[Reading text — start]
For that first week to ten days, circumstances were changing every couple of hours. Everything was a distraction, and no one knew when the next shoe would drop — making it the most challenging situation our leadership team had ever faced. By far. 

We were helped by a straightforward list of priorities:

First, we got the teams in sync — assigning immediate response tasks and establishing workflows to accommodate a dispersed workforce. We brought customers into the loop at the same time by updating our website and sending out regular email notifications to keep them updated on how changes will impact them.   

For those working from home, across all departments, we already had the technology and process in place. The organization has always been prepared to shift work off site in the event of an emergency, so the big challenge was helping people acclimate to a different work environment. Would PCB and customer support quality be impacted by our Support Team not being able to walk down to the production floor to look at a board?


We take care of our employees so we can take care of our customers.
[Reading text — finish]
[Exercise data — start]
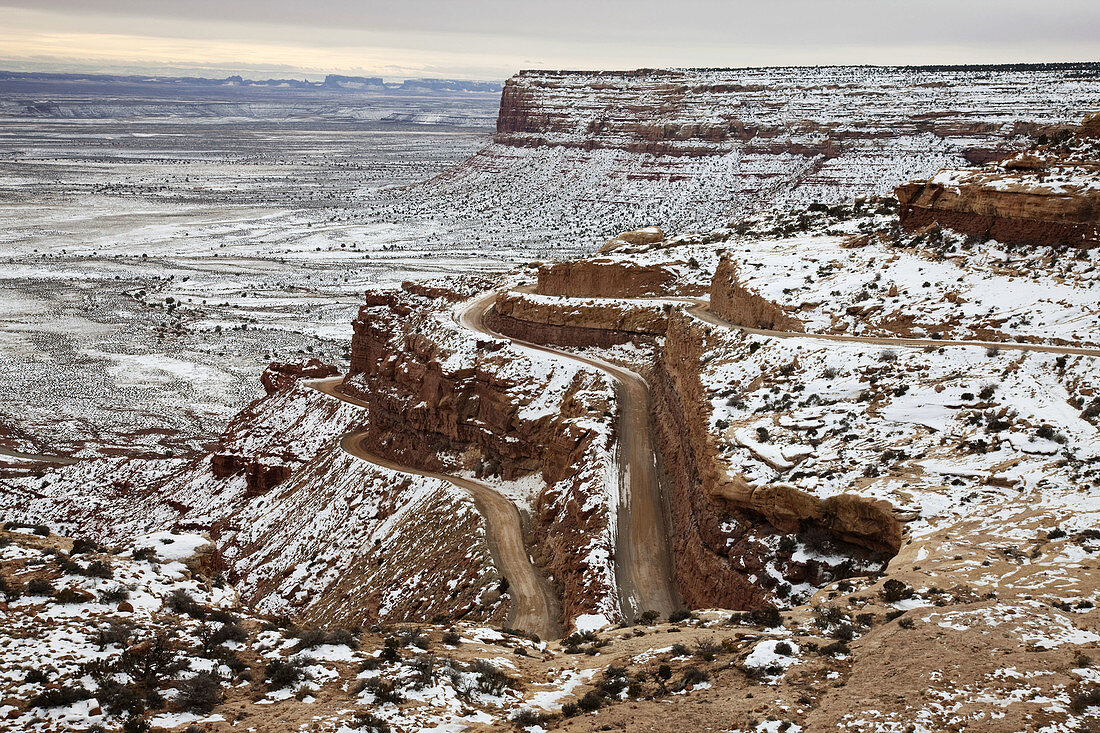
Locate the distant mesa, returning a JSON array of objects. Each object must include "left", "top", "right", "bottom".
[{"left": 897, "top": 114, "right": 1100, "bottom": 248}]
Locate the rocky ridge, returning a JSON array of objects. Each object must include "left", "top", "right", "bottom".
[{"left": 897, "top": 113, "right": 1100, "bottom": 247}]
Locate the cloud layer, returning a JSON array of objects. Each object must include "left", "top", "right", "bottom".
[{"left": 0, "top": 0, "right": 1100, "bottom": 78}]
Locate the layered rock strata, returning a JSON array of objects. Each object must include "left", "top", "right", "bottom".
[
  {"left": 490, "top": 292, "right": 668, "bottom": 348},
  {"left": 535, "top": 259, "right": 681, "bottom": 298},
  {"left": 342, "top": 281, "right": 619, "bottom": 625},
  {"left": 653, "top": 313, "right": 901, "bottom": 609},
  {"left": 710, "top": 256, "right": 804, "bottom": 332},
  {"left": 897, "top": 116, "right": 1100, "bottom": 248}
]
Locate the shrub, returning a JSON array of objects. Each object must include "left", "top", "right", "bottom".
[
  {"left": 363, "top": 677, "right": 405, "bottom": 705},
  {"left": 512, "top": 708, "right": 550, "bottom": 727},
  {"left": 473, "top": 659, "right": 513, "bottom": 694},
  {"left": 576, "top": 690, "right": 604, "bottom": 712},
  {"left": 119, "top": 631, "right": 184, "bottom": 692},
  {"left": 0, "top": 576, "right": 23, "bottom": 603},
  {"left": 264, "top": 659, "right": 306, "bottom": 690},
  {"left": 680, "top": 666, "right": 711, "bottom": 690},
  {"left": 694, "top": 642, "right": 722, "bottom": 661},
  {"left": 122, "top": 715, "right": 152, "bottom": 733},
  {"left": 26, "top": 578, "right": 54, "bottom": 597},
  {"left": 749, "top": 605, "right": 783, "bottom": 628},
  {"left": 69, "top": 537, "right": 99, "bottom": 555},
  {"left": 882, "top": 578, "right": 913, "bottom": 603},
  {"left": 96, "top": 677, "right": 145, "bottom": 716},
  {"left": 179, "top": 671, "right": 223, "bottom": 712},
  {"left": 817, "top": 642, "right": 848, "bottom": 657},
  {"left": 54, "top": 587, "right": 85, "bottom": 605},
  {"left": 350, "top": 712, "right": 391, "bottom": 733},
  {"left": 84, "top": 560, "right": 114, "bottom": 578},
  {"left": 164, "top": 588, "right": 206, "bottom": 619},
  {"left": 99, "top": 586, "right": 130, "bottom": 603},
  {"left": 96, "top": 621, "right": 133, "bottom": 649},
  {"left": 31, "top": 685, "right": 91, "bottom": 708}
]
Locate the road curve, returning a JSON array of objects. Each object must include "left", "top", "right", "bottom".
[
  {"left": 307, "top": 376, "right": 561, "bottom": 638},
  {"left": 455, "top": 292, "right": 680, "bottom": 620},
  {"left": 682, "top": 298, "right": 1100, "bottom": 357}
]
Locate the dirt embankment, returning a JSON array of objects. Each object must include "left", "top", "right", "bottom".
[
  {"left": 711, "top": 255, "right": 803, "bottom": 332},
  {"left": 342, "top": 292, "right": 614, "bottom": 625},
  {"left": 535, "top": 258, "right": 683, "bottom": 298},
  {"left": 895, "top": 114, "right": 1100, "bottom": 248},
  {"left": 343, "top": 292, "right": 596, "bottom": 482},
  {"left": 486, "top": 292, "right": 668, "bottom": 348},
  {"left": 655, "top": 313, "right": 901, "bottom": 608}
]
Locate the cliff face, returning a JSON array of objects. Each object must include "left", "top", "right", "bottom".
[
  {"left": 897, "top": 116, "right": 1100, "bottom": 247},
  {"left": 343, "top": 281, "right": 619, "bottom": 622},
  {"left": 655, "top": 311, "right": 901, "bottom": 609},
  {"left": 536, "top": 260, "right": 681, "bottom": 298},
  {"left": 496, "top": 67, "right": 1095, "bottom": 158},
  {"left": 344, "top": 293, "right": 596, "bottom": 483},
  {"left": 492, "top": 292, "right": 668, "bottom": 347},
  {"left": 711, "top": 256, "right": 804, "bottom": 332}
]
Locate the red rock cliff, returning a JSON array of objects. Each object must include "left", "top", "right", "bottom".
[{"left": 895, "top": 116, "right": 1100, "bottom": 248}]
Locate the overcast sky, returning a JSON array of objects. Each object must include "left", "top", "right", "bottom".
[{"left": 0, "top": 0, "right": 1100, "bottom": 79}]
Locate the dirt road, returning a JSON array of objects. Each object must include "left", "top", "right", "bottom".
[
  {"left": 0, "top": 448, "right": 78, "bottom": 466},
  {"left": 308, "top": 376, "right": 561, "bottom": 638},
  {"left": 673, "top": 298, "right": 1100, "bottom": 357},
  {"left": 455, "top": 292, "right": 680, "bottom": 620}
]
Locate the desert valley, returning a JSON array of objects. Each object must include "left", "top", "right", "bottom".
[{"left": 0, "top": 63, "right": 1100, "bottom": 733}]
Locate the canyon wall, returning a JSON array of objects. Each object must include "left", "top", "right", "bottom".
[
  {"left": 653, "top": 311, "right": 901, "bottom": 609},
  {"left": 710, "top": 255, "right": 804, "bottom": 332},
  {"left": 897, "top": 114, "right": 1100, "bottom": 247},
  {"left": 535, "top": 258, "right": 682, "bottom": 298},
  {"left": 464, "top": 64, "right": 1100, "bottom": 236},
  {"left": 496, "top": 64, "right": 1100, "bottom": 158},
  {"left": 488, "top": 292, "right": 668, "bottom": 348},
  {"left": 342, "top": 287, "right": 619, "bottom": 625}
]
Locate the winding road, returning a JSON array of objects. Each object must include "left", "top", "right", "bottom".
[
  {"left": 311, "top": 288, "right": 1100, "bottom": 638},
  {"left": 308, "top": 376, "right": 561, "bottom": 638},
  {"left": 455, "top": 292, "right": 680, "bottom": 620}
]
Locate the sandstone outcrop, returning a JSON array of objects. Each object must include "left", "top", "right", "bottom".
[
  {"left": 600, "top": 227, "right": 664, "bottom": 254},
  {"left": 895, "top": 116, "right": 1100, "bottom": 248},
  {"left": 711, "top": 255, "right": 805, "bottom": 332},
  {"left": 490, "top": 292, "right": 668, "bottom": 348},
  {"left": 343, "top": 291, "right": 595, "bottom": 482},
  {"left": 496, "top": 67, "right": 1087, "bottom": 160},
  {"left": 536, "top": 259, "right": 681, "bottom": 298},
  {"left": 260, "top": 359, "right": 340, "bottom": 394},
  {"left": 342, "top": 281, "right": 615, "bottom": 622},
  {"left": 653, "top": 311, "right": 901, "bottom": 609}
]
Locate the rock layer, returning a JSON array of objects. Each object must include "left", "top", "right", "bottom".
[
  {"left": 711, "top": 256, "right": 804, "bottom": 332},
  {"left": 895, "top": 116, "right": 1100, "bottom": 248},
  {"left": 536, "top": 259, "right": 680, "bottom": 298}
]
[Exercise data — finish]
Exercise requirements:
[1] In the passage on the leadership team's response, how often were circumstances changing during that first week to ten days?
[2] For each statement, say whether it agrees with the passage on the leadership team's response, and quote the words that decide it.
(a) Staff working from home did not yet have the technology they needed.
(b) Customers were kept informed through the website and regular email notifications.
(c) The leadership team had faced more challenging situations before this one.
The entries have no part in this work.

Replies:
[1] Every couple of hours.

[2]
(a) No: "we already had the technology and process in place"
(b) Yes: "by updating our website and sending out regular email notifications"
(c) No: "the most challenging situation our leadership team had ever faced"